__PROBLEM REQUIREMENTS__
Translate this sentence from the jackfruit idli recipe into Spanish: "Wash the teak leaves and dry them with a towel."

__TEXT EXCERPT__
■ ■ ■ ■
Pelakai Gidde / Pelakai Gatti / Jackfruit Idlis Steamed in teak leaves
Ingredients
- 20 pods Ripened Jackfruit
- 1 cup Kusubalakki rice or any idli rice
- 1/4 cup Raw Rice
- 1 cup Yellow jaggery made from sugarcane
- 1 cup grated Coconut
- A pinch of salt to bring out the sweetness of jaggery
- 2 Cardamom pods
- 10 broad Teak Leaves
Instructions
- Wash and soak rice for about 4 hours.
- Wash the teak leaves and dry them with a towel.
- Pluck out the ripe pods of the Jackfruit, deseed and chop the pods into bite size pieces.
- In a mixie, add the Jackfruit pieces and grind to a fine paste. Scoop out the fruit puree and keep it aside.
■ ■ ■ ■
__DATASET EXTRACT__
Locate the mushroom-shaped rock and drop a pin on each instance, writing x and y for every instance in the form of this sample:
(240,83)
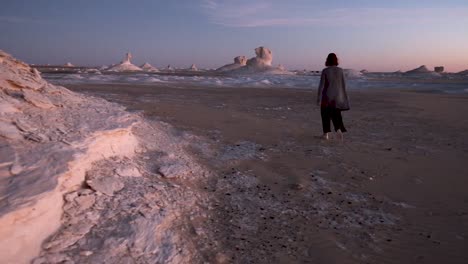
■ ■ ■ ■
__TASK SOLUTION__
Lave las hojas de teca y séquelas con una toalla.